→ **TASK STATEMENT**: For each line of the data below that contains "light", return that line.

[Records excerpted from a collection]
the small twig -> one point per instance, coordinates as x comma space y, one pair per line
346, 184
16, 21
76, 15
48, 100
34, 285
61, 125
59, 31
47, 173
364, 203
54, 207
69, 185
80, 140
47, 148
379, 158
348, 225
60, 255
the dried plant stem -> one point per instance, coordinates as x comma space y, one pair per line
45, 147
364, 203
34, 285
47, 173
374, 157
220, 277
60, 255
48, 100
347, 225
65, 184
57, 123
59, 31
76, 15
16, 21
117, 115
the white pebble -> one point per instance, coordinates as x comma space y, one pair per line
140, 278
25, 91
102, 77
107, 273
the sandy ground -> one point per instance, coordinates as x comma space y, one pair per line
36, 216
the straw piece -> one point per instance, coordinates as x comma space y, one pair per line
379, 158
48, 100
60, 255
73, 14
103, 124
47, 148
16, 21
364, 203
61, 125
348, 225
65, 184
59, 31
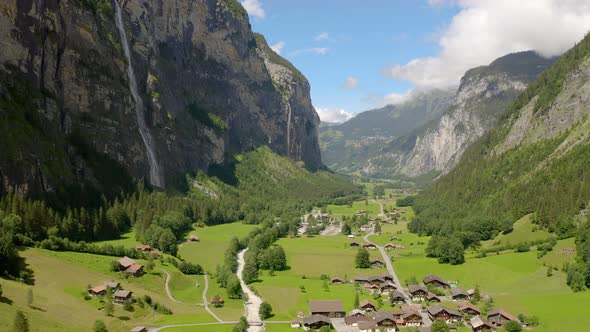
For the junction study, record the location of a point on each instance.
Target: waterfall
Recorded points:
(155, 175)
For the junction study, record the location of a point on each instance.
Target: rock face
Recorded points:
(209, 89)
(481, 99)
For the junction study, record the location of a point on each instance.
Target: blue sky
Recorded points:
(359, 55)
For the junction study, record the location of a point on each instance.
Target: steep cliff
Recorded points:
(206, 88)
(481, 99)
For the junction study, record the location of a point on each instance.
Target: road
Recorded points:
(254, 301)
(425, 319)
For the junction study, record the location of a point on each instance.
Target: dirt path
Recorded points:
(254, 301)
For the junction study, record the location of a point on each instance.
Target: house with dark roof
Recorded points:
(448, 315)
(499, 318)
(469, 309)
(436, 281)
(459, 294)
(327, 308)
(417, 292)
(477, 324)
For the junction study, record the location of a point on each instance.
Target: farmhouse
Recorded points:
(327, 308)
(436, 281)
(499, 317)
(417, 292)
(122, 296)
(469, 309)
(337, 281)
(125, 263)
(98, 290)
(143, 247)
(315, 322)
(135, 270)
(431, 297)
(440, 312)
(459, 294)
(377, 263)
(367, 306)
(477, 324)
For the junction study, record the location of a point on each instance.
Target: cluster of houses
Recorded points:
(130, 267)
(120, 296)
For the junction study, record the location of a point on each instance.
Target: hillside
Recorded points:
(534, 162)
(93, 96)
(479, 103)
(346, 147)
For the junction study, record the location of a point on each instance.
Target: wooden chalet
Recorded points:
(123, 296)
(315, 322)
(477, 324)
(418, 292)
(448, 315)
(436, 281)
(499, 318)
(459, 294)
(469, 309)
(327, 308)
(367, 306)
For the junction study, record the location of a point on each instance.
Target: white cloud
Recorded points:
(351, 83)
(313, 50)
(333, 115)
(322, 36)
(484, 30)
(278, 47)
(254, 8)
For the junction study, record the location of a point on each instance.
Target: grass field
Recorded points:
(210, 250)
(308, 259)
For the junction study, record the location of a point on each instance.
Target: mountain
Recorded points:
(534, 162)
(346, 147)
(93, 95)
(480, 101)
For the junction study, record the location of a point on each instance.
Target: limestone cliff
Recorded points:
(207, 85)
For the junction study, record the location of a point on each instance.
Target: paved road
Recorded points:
(254, 301)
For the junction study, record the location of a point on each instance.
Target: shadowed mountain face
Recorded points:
(208, 87)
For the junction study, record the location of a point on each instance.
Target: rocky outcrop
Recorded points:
(481, 99)
(209, 89)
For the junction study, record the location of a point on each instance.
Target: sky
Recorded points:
(360, 55)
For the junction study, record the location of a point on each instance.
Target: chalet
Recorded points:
(125, 263)
(377, 263)
(315, 322)
(459, 294)
(411, 318)
(385, 321)
(135, 270)
(143, 247)
(436, 281)
(337, 281)
(499, 317)
(397, 297)
(431, 297)
(355, 320)
(361, 279)
(139, 329)
(112, 285)
(446, 314)
(367, 326)
(367, 306)
(122, 296)
(98, 290)
(469, 309)
(327, 308)
(369, 246)
(477, 324)
(418, 292)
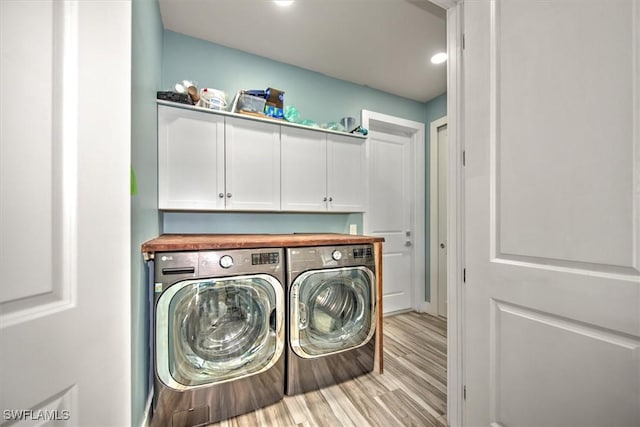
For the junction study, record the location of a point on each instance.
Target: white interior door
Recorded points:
(65, 73)
(442, 220)
(396, 206)
(552, 205)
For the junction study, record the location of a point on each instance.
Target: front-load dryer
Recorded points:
(218, 334)
(331, 322)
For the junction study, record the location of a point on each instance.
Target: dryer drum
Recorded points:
(338, 311)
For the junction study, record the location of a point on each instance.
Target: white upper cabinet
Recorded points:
(190, 160)
(322, 172)
(304, 170)
(252, 165)
(346, 174)
(220, 161)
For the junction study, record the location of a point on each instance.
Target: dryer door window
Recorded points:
(210, 331)
(332, 311)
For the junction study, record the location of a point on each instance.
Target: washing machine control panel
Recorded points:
(226, 261)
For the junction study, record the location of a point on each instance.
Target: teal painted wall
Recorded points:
(316, 96)
(260, 222)
(147, 34)
(435, 109)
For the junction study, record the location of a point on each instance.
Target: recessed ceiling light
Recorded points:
(439, 58)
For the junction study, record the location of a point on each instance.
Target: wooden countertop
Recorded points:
(194, 242)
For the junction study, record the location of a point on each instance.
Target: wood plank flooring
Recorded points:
(411, 392)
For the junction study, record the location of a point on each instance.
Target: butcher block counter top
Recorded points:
(195, 242)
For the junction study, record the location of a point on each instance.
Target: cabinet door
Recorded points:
(346, 173)
(252, 165)
(190, 159)
(304, 170)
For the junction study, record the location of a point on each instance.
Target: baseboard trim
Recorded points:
(147, 411)
(429, 308)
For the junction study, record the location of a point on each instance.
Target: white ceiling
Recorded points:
(383, 44)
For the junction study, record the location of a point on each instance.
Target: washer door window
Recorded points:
(332, 311)
(211, 331)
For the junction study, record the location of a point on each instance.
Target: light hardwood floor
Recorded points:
(411, 392)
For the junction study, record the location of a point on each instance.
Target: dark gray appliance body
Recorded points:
(218, 334)
(331, 315)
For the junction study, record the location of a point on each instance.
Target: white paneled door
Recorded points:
(395, 211)
(552, 205)
(65, 71)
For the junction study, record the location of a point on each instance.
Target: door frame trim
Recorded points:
(455, 210)
(432, 307)
(416, 130)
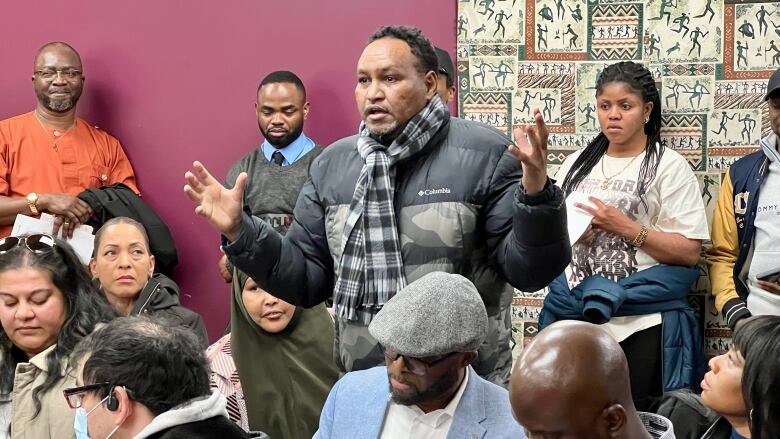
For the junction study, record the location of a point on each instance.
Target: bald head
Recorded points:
(58, 46)
(572, 379)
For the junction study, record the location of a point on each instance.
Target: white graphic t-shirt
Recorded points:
(673, 204)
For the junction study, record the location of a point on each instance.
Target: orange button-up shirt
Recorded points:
(41, 160)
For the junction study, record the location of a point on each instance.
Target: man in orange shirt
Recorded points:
(48, 156)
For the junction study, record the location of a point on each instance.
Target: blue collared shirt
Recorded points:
(292, 152)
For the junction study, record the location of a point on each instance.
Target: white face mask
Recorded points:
(80, 425)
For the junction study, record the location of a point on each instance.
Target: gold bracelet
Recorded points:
(640, 238)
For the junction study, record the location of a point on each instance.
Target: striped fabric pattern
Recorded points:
(224, 377)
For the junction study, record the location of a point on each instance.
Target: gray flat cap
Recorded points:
(438, 314)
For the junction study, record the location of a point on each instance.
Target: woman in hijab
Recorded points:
(276, 365)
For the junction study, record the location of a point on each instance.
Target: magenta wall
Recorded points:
(175, 81)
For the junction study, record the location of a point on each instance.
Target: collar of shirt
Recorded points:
(658, 426)
(291, 152)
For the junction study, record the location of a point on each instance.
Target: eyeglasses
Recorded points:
(69, 74)
(37, 243)
(73, 395)
(417, 366)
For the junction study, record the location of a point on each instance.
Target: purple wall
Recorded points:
(175, 81)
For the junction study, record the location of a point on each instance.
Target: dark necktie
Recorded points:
(277, 158)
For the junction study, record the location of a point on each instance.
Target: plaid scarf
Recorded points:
(370, 271)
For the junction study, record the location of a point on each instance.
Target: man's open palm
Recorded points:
(219, 205)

→ **SOLUTION TO THIS TASK**:
Target: recessed ceiling light
Target: light hardwood floor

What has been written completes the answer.